┌─ Excerpted records

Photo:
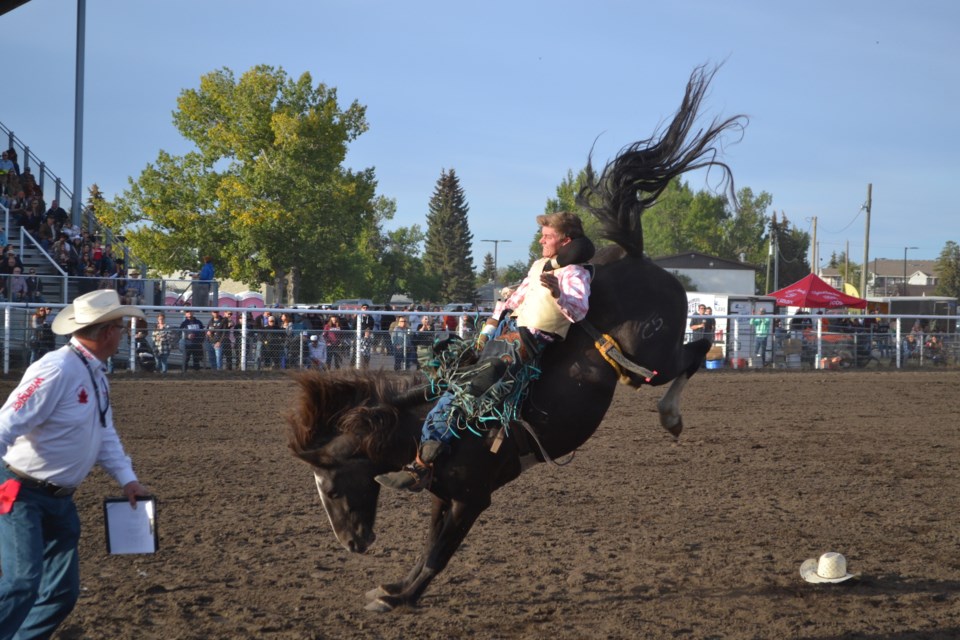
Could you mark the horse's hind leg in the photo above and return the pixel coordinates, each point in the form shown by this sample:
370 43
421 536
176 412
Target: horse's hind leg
669 406
692 355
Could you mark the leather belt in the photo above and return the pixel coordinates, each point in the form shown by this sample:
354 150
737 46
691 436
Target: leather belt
53 489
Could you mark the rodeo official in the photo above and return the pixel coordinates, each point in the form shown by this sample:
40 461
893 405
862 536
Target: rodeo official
54 427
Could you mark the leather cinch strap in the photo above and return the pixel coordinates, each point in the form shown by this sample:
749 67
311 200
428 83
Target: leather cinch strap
611 352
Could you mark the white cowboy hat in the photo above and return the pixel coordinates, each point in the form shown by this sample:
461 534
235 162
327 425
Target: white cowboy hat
832 567
95 307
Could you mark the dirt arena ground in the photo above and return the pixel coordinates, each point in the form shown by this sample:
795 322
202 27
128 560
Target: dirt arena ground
639 537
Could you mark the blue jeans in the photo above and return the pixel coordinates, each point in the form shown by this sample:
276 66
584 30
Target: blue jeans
211 355
40 564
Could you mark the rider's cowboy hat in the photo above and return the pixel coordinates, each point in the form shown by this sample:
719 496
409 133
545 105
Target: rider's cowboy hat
831 567
95 307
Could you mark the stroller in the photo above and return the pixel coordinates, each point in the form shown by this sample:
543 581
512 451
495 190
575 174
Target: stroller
146 358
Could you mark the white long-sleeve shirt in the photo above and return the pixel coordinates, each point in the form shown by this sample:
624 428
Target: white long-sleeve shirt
51 426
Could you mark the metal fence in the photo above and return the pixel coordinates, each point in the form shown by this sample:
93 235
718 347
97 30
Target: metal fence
247 346
835 342
891 341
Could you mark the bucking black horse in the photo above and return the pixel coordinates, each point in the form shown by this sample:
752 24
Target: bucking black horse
352 426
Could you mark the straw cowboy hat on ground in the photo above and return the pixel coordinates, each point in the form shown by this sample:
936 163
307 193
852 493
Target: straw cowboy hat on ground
95 307
831 567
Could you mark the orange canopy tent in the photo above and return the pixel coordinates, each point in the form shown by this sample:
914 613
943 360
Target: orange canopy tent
813 293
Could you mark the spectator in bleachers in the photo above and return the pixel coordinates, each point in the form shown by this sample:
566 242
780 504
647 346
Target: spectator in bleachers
72 232
272 340
58 213
89 280
335 342
12 261
404 350
12 157
192 330
18 207
164 340
6 164
108 262
17 286
203 282
34 286
227 339
42 340
47 233
34 217
317 353
133 290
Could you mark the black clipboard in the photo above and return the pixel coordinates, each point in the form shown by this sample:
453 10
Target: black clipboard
130 530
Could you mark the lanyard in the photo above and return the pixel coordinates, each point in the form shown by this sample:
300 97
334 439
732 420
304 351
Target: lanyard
96 390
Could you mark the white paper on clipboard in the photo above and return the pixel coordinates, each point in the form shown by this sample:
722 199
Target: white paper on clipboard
131 530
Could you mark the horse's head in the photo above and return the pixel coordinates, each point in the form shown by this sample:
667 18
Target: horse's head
344 426
347 491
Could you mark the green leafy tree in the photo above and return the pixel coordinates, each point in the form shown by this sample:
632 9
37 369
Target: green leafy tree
682 220
514 272
566 200
948 270
264 192
745 233
449 243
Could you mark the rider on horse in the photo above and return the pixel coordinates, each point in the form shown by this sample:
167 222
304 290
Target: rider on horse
554 295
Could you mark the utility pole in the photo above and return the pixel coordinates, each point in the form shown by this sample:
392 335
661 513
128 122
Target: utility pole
813 247
866 243
776 256
496 245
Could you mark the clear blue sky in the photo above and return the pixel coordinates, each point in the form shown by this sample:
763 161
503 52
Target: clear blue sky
513 94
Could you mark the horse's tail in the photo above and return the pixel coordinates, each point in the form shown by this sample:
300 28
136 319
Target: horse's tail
632 182
331 404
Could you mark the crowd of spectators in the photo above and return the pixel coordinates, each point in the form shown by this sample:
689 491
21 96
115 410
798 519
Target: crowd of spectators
79 253
281 340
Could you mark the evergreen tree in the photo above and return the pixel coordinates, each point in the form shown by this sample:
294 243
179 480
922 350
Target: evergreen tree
449 241
489 272
792 245
948 270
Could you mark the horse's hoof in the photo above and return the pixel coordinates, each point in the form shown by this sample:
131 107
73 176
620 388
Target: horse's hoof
378 606
674 429
373 594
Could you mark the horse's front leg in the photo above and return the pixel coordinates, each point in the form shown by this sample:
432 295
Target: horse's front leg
450 523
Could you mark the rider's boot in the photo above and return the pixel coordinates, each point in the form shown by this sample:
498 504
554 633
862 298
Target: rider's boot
417 475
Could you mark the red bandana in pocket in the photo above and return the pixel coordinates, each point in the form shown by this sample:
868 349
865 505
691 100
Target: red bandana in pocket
8 495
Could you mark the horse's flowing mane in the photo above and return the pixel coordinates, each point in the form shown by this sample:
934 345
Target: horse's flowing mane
329 404
632 182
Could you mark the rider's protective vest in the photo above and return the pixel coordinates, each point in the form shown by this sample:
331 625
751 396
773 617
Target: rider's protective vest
539 309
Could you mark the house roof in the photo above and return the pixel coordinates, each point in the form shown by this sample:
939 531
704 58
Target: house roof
892 268
695 260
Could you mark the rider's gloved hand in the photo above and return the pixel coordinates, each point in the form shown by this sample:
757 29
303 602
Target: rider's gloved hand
484 336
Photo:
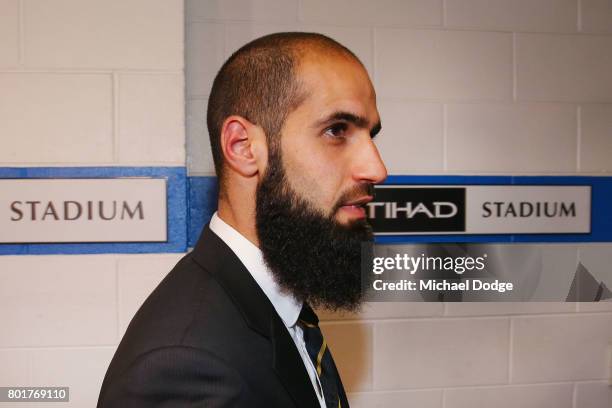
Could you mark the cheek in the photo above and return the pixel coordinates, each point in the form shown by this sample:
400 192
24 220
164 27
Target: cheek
314 176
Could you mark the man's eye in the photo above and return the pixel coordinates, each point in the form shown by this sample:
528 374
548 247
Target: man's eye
337 130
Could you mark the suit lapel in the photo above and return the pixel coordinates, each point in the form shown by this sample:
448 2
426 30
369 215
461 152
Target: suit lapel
218 259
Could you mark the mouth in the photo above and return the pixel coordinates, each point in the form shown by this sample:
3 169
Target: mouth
356 208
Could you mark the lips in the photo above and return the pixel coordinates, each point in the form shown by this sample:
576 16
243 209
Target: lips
359 202
356 208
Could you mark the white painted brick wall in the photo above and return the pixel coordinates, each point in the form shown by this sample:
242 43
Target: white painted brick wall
101 83
468 87
83 83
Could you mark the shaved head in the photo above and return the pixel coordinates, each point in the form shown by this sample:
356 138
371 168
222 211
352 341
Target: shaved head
260 83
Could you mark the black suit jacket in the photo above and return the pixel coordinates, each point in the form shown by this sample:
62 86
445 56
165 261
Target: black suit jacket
207 336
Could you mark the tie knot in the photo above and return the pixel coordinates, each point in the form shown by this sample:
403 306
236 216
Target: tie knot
308 317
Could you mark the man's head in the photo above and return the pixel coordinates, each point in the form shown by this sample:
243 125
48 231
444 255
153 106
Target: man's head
291 119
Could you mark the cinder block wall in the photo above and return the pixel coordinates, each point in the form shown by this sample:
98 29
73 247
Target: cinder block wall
83 83
464 87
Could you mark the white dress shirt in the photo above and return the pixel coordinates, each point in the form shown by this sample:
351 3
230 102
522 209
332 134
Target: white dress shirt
287 307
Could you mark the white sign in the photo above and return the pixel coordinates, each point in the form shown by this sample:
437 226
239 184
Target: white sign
480 209
82 210
528 209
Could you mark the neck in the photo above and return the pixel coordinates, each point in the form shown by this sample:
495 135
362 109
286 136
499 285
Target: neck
238 218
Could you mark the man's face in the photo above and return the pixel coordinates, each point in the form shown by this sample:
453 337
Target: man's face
309 206
328 153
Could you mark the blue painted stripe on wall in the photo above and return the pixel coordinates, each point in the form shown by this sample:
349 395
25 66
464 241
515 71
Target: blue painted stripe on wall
601 207
177 205
192 201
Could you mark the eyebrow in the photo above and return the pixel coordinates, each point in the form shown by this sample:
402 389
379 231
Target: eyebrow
357 120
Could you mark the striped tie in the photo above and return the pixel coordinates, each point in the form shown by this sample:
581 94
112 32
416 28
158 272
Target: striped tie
321 357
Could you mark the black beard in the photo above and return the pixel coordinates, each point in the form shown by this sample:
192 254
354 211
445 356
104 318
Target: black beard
310 254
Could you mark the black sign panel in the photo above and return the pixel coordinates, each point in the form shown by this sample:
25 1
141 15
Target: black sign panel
400 209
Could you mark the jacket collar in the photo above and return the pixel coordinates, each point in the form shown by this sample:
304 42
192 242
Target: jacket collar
218 259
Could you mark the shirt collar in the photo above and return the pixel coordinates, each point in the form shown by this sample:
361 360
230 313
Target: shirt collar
251 257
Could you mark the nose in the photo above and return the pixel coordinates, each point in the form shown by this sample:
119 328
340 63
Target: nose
368 166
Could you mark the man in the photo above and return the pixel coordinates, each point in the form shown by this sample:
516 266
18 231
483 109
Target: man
291 119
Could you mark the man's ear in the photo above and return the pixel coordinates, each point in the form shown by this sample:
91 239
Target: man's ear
243 145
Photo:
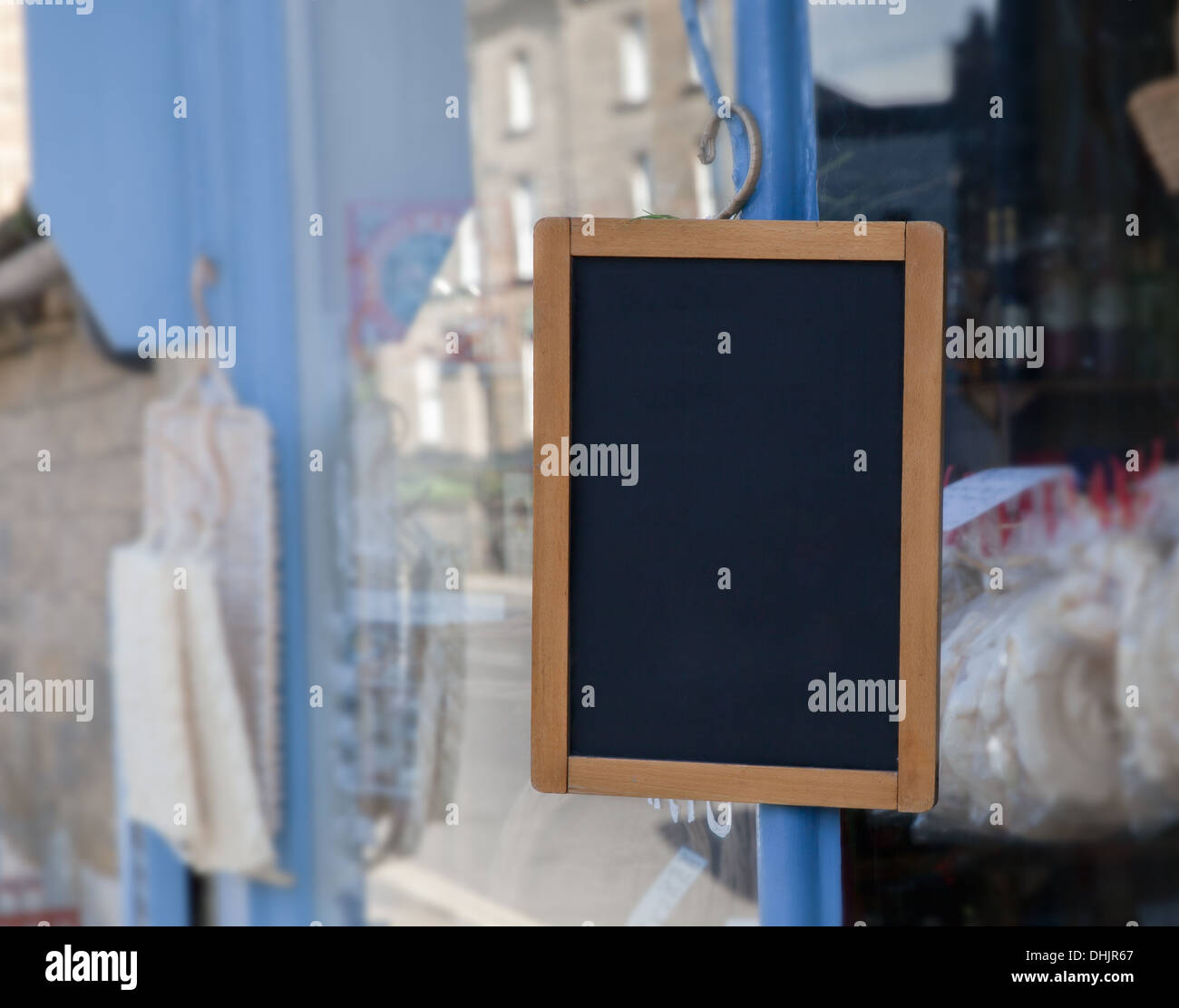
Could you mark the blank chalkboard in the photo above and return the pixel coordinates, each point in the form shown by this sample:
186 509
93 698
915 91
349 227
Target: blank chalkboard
737 497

└─

● **Your instructions**
Output a verbatim copy of the lines from the line containing "Could you mark the nose" through the end of the data, both included, without any images.

● **Completed task**
Could you mark the nose in the photo above and return the pixel coordinates, each point in the form shown by this sample:
119 328
340 63
Target: nose
368 166
Could you mark the man in the photo above and return the pixel coordinates, each point in the form shown by this sample:
516 266
18 231
483 109
Target: man
291 119
Could you mark the man's ear in the photo above and return the pixel coordinates, each point in the form shown by this sample:
91 239
Target: man's ear
243 145
Photo:
Could you mark the blank chalkboard in the photo above and return the pixel coordinates, each point in the form shown by this sample:
186 509
93 698
915 91
349 227
Target: blank chalkboard
737 497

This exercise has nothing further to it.